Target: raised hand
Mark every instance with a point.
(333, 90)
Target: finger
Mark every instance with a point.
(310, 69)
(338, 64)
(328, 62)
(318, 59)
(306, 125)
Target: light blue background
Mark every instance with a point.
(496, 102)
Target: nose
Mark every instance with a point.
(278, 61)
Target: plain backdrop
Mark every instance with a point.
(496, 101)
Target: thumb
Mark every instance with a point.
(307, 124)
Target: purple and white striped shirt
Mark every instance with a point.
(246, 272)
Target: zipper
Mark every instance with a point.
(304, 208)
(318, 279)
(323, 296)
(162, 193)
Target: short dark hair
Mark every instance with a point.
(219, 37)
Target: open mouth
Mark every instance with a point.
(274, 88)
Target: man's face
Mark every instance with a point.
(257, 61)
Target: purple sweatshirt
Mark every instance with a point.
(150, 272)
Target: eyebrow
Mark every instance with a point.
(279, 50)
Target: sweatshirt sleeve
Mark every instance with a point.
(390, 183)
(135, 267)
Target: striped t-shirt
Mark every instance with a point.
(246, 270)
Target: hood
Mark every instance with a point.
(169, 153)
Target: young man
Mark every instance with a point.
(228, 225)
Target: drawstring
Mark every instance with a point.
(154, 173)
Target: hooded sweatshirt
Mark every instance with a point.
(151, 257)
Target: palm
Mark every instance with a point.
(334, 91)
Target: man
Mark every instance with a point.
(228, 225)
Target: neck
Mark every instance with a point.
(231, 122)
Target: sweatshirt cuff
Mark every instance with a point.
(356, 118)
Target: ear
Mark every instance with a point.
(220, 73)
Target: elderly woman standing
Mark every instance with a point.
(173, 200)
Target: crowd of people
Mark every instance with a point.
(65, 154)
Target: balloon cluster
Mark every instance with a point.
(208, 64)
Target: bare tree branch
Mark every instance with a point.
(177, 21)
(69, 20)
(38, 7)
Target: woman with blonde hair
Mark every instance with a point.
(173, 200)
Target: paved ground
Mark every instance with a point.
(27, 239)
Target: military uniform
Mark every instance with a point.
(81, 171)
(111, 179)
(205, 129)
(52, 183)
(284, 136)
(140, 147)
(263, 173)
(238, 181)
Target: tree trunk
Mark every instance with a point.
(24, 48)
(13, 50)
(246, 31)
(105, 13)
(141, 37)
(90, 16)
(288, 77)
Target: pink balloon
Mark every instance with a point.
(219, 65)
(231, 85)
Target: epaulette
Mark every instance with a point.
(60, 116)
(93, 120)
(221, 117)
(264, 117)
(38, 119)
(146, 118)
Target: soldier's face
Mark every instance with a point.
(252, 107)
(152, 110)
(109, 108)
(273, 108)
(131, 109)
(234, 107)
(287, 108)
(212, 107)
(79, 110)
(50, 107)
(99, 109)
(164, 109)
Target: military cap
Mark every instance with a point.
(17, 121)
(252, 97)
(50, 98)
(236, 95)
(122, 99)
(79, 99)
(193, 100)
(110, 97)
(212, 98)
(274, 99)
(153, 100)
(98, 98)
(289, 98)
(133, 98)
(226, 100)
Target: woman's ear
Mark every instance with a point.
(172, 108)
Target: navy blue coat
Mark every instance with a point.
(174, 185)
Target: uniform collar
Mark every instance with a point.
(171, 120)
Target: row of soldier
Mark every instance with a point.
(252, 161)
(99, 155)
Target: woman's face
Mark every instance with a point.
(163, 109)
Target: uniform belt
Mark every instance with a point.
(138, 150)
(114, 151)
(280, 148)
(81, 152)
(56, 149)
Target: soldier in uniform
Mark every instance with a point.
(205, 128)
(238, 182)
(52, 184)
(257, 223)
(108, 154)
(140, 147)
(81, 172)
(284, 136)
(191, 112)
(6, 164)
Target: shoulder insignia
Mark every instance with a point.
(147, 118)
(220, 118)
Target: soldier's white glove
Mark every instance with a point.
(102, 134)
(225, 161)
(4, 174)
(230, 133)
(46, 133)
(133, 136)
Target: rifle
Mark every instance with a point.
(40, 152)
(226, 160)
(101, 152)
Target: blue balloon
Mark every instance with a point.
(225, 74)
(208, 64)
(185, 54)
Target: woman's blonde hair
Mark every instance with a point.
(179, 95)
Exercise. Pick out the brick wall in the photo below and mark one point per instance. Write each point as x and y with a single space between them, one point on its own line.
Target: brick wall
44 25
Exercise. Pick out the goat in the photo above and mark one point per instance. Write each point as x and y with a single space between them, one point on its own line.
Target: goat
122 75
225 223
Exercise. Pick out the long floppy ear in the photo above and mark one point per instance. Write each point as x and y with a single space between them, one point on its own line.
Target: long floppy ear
§ §
TASK DESCRIPTION
Copy out the full set of entries without altering anything.

OUTPUT OF THE EXERCISE
Target: raised hand
Mark every instance with a point.
(333, 90)
Target: finger
Mark every instance with a point.
(310, 69)
(338, 64)
(328, 62)
(318, 59)
(306, 125)
Target: light blue background
Mark every instance with a point.
(496, 102)
Target: nose
Mark every instance with a point.
(278, 61)
Target: plain backdrop
Mark every instance with a point.
(496, 101)
Target: thumb
Mark every instance with a point.
(307, 124)
Target: purple and white striped shirt
Mark every instance with a point.
(246, 272)
Target: zipper
Mark every instance with a point.
(304, 208)
(318, 279)
(323, 296)
(162, 193)
Target: short dark hair
Mark every instance with a point.
(219, 37)
Target: open mouth
Mark every instance with a point.
(274, 88)
Target: man's face
Mark every instance with a point.
(257, 61)
Target: purple sweatshirt
Mark every instance with a point.
(150, 272)
Target: eyebrow
Mark every instance with a point.
(279, 50)
Target: sweatshirt sleeve
Mark every instance with a point.
(390, 183)
(135, 267)
Target: striped t-shirt
Mark every instance with a point.
(246, 270)
Target: hood
Mark every instance with a point.
(169, 153)
Target: young man
Mark every instance with a point.
(228, 225)
Target: drawstring
Mark every instance with a point.
(154, 173)
Target: hooded sweatshirt
Mark every instance with a point.
(151, 257)
Target: palm
Mark every instance with a point.
(334, 91)
Target: man
Mark every instance with a point.
(228, 225)
Target: neck
Mark every instance with a point.
(231, 122)
Target: sweatshirt cuff
Mark every instance with a point.
(356, 118)
Target: ear
Mark every instance with a point.
(220, 73)
Target: elderly woman standing
Mark every instance with a point.
(173, 200)
Target: crowd of people
Mark every instance with a point.
(65, 154)
Target: balloon cluster
Mark every instance with a point.
(208, 64)
Target: bare tree branch
Mark every instance with a point.
(177, 21)
(69, 20)
(38, 7)
Target: woman with blonde hair
Mark every instance with a point.
(173, 200)
Target: paved ground
Mark every instance with a point.
(27, 239)
Target: military uniform
Mark every instance with a point.
(81, 171)
(111, 179)
(205, 129)
(52, 183)
(284, 136)
(140, 147)
(263, 173)
(238, 181)
Target: tree trunk
Mark every instance with a point.
(24, 48)
(13, 50)
(246, 31)
(105, 13)
(141, 37)
(90, 16)
(288, 77)
Target: pink balloon
Mark every instance with a point.
(219, 65)
(231, 85)
Target: epaulette
Mark every instance with a point.
(60, 116)
(93, 120)
(221, 117)
(264, 117)
(38, 119)
(146, 118)
Target: soldier's face
Mark every instance with a point.
(252, 107)
(152, 110)
(109, 108)
(273, 108)
(131, 109)
(234, 107)
(287, 108)
(212, 107)
(79, 110)
(50, 107)
(99, 109)
(164, 109)
Target: military cap
Mark every instance with a point.
(17, 121)
(252, 97)
(50, 98)
(236, 95)
(122, 99)
(79, 99)
(193, 100)
(110, 97)
(212, 98)
(274, 99)
(153, 100)
(98, 98)
(289, 98)
(133, 98)
(226, 100)
Target: woman's ear
Mark every instance with a point.
(172, 108)
Target: navy blue coat
Mark every instance with a point.
(174, 185)
Target: uniform collar
Mark every instance with a point.
(171, 120)
Target: row of soldier
Mark every instance with a point.
(252, 161)
(99, 155)
Target: woman's face
Mark every instance with a point.
(163, 109)
Target: uniform belt
Mark every instance with a point.
(138, 150)
(114, 151)
(280, 148)
(81, 152)
(56, 149)
Target: soldier in uniform
Mark every instance with a point.
(205, 128)
(238, 182)
(52, 184)
(257, 223)
(108, 154)
(140, 147)
(81, 172)
(284, 136)
(191, 112)
(6, 164)
Target: shoulder insignia
Mark every instance with a point.
(147, 118)
(220, 118)
Target: soldier's white glove
Mark every instance with a point.
(102, 134)
(225, 161)
(4, 174)
(230, 133)
(46, 133)
(133, 136)
Target: rifle
Mark every instance with a point.
(40, 152)
(226, 160)
(101, 152)
Target: blue balloon
Mark every instance with a point.
(225, 74)
(208, 64)
(185, 54)
Target: woman's blonde hair
Mark every instance with a point.
(179, 95)
Exercise. Pick out the brick wall in the photo below and mark one point per instance. Write each point as x and y with a single space between them, one point on its own line.
Target: brick wall
44 25
Exercise. Pick out the goat in the photo above and mark one point per instance. Write each point as x and y with a single space between them, one point on its own line.
Target: goat
122 75
225 223
Exercise. Pick out the long floppy ear in the photo above and mark one point per instance. Write each point as x and y with a single space between them, one point on its own line.
Target: long floppy ear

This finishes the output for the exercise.